> **Instructions for the task**: Please repeat all of the listing exactly.

> **Excerpted records**:

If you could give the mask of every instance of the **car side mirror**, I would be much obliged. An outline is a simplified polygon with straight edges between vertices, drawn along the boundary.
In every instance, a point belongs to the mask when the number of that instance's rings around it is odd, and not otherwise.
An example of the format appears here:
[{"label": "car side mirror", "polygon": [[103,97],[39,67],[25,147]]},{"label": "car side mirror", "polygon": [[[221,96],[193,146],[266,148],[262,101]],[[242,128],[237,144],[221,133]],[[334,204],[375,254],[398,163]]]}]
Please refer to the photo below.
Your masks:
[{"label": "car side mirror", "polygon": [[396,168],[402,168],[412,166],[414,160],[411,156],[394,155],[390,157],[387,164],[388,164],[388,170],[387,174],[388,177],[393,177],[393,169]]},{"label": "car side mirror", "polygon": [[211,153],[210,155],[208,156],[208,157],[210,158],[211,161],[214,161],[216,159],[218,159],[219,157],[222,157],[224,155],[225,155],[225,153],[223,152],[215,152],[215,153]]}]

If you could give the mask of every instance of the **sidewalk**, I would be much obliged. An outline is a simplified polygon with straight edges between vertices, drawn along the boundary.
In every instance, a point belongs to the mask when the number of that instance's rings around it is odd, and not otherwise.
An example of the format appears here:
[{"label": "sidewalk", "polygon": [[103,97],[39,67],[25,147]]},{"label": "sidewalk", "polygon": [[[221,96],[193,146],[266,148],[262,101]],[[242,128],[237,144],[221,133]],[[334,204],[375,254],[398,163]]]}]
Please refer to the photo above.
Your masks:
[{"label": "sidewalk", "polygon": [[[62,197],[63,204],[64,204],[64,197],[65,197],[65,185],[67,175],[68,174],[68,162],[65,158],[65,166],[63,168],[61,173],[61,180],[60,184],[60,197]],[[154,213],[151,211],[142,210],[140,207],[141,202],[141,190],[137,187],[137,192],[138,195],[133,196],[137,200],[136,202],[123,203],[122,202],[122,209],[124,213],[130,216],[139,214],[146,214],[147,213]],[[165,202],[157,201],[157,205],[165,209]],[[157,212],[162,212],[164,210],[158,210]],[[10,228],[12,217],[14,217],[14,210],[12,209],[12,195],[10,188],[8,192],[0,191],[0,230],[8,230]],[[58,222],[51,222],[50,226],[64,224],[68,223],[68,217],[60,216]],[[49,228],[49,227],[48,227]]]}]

> **Task answer**:
If you could give the mask of every instance of the **car side mirror**, I would be much obliged. An outline is a simplified polygon with straight edges between vertices, drawn along the boundary.
In every instance, a point belongs to the mask when the number of that instance's rings around it is odd, and not otherwise.
An example of the format appears here:
[{"label": "car side mirror", "polygon": [[103,97],[39,67],[25,147]]},{"label": "car side mirror", "polygon": [[[221,96],[193,146],[266,148],[262,101]],[[242,128],[237,144],[221,133]],[[334,204],[375,254],[398,163]]]}]
Please refer to the photo below.
Your masks:
[{"label": "car side mirror", "polygon": [[396,168],[402,168],[412,166],[414,160],[411,156],[394,155],[390,157],[387,164],[388,164],[388,170],[387,174],[388,177],[393,177],[393,169]]},{"label": "car side mirror", "polygon": [[211,153],[210,155],[208,156],[208,157],[210,158],[211,161],[214,161],[216,159],[218,159],[219,157],[222,157],[224,155],[225,155],[225,153],[223,152],[215,152],[215,153]]}]

If you could give the mask of every instance of the **sidewalk**, I would be much obliged. An outline is a simplified polygon with straight edges between vertices, drawn along the boundary.
In every instance, a point belongs to the mask when the number of that instance's rings around it is odd, and not otherwise.
An example of the format appears here:
[{"label": "sidewalk", "polygon": [[103,97],[39,67],[25,147]]},{"label": "sidewalk", "polygon": [[[221,96],[193,146],[266,148],[262,101]],[[242,128],[237,144],[221,133]],[[334,204],[375,254],[398,163]]]}]
Please refer to the photo above.
Your masks:
[{"label": "sidewalk", "polygon": [[[62,197],[63,204],[64,204],[64,197],[65,197],[65,185],[67,175],[68,174],[68,162],[65,158],[65,166],[63,168],[61,173],[61,180],[60,184],[60,197]],[[154,213],[151,211],[142,210],[140,207],[141,202],[141,190],[137,187],[137,192],[138,195],[133,196],[137,200],[136,202],[123,203],[122,202],[122,209],[124,213],[130,216],[139,214],[146,214],[147,213]],[[165,202],[157,201],[157,205],[165,209]],[[157,212],[162,212],[164,210],[158,210]],[[10,228],[12,217],[14,217],[14,210],[12,209],[12,195],[10,188],[8,192],[0,191],[0,230],[8,230]],[[58,222],[51,222],[50,226],[64,224],[68,223],[68,217],[60,216]],[[49,228],[49,227],[48,227]]]}]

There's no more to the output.